→ **STATED EXERCISE**: Extract from the material below every line that contains the string "distant", matching it with case taken into account.

* start DATA LISTING *

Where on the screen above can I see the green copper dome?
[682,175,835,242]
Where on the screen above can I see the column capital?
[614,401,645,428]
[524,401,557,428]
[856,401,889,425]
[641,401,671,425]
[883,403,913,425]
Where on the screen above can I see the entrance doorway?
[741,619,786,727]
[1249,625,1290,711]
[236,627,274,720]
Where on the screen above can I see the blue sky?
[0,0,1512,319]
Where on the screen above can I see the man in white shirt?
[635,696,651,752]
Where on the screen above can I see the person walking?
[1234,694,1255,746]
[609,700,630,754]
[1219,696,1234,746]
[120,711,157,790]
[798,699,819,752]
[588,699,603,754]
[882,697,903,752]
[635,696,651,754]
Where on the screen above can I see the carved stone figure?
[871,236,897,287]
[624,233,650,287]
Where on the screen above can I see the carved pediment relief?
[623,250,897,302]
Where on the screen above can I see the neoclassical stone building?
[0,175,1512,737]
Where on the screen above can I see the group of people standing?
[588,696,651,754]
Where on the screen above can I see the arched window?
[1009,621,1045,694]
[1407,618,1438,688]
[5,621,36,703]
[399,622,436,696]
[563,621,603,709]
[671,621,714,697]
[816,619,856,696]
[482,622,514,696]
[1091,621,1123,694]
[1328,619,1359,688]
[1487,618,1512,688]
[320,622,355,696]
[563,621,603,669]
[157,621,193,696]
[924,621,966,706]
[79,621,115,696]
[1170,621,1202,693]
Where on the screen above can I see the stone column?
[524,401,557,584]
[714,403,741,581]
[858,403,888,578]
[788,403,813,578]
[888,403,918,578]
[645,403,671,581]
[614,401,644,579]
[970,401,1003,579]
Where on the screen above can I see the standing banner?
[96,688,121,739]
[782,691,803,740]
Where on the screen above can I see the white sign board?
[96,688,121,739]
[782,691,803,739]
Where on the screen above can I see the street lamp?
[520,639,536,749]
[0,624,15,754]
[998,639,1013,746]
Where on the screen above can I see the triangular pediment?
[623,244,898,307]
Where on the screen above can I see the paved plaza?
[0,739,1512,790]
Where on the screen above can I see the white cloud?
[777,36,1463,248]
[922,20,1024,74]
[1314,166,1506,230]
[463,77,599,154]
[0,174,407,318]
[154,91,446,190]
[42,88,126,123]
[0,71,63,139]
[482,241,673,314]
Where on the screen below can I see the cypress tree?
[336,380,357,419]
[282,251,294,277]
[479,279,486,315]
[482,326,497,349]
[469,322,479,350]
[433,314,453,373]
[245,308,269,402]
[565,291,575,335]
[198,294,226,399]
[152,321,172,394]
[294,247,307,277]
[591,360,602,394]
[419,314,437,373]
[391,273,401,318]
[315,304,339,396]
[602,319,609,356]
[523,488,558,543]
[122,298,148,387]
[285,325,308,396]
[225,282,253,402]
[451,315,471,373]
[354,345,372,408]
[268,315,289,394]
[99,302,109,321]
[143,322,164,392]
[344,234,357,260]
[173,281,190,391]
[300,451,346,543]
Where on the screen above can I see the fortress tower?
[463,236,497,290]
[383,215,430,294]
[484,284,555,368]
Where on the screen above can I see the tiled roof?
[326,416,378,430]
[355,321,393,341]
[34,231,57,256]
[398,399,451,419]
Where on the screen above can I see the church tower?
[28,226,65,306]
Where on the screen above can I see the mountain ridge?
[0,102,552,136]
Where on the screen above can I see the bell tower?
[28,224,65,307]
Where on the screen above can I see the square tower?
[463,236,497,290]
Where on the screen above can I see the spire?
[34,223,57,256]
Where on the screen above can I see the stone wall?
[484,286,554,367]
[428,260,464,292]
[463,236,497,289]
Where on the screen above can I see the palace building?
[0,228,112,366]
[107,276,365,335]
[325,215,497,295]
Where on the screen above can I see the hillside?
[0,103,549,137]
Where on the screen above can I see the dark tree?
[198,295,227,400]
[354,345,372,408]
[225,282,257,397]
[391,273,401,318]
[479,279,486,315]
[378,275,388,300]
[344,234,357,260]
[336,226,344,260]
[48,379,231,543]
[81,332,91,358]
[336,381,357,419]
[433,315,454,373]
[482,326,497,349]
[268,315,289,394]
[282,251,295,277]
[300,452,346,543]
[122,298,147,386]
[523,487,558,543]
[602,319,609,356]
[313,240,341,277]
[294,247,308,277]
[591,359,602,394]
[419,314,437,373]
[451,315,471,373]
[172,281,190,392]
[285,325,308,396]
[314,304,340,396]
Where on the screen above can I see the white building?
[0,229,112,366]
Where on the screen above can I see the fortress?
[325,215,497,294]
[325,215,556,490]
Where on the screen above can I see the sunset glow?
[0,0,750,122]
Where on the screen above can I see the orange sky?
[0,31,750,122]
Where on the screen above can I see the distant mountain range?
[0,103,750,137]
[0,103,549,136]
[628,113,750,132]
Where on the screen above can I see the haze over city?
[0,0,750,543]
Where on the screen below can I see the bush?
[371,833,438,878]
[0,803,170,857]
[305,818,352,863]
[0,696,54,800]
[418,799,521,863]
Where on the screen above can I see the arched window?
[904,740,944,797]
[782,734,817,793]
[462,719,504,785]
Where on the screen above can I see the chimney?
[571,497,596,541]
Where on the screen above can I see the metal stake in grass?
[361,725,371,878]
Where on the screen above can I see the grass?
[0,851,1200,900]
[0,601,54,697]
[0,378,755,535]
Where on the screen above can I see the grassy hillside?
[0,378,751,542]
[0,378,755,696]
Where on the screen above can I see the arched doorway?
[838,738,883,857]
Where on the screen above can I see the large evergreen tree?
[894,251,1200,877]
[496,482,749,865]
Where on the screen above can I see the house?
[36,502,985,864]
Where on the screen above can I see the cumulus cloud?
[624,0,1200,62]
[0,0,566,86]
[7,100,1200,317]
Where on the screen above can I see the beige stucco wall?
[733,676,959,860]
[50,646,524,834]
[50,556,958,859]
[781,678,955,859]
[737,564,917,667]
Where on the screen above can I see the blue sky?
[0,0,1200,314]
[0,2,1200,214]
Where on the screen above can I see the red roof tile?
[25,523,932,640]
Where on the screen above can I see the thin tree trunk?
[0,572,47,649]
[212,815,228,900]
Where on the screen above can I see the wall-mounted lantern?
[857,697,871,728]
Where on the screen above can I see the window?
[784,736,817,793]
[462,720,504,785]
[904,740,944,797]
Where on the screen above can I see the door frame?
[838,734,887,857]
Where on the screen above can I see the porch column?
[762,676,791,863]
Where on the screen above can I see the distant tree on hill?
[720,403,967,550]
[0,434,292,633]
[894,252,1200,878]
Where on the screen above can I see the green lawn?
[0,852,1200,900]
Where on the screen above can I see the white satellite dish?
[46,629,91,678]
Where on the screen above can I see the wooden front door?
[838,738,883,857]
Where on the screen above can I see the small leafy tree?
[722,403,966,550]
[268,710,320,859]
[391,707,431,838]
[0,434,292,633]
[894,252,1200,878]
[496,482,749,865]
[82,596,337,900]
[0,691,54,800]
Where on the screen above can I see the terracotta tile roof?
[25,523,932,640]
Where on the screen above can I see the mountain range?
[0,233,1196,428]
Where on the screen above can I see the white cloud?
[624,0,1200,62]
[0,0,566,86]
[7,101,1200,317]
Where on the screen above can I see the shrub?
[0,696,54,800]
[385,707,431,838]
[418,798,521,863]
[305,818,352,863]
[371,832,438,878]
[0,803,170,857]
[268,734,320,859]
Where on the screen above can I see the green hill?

* end DATA LISTING *

→ **EXPECTED OUTPUT**:
Where on the screen above can I see the distant mountain range?
Where on the screen above can I see the distant tree on hill?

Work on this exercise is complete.